STATED PROBLEM — Locate every line in the data below that contains the string "Trace", treating uppercase and lowercase letters as distinct, and copy each such line in full.

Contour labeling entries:
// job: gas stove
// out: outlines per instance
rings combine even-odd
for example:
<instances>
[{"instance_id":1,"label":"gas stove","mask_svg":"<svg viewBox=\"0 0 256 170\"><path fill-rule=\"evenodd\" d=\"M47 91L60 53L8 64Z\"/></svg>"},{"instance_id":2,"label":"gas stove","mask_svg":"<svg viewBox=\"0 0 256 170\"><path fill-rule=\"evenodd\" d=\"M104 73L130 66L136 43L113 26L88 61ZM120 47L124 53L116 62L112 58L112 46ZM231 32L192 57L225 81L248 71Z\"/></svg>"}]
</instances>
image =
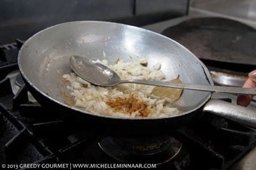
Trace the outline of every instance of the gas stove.
<instances>
[{"instance_id":1,"label":"gas stove","mask_svg":"<svg viewBox=\"0 0 256 170\"><path fill-rule=\"evenodd\" d=\"M194 11L194 17L200 15ZM161 33L191 17L143 27ZM157 169L224 170L233 168L256 144L254 129L211 113L202 113L188 124L152 136L106 136L60 119L33 99L22 81L17 63L22 42L0 45L1 166L27 169L37 164L83 164L104 169L131 164ZM225 94L212 97L232 103L236 98Z\"/></svg>"}]
</instances>

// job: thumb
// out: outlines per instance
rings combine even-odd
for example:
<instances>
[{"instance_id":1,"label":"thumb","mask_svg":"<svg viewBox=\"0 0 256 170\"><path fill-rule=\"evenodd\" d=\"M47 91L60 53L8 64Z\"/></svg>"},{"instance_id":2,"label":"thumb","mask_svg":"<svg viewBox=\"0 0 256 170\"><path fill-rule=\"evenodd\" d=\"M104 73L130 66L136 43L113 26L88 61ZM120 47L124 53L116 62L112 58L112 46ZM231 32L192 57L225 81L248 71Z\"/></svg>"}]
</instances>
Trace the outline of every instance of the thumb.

RESPONSE FOR THIS EXERCISE —
Trace the outline of every instance of the gas stove.
Trace the outline of every instance of the thumb.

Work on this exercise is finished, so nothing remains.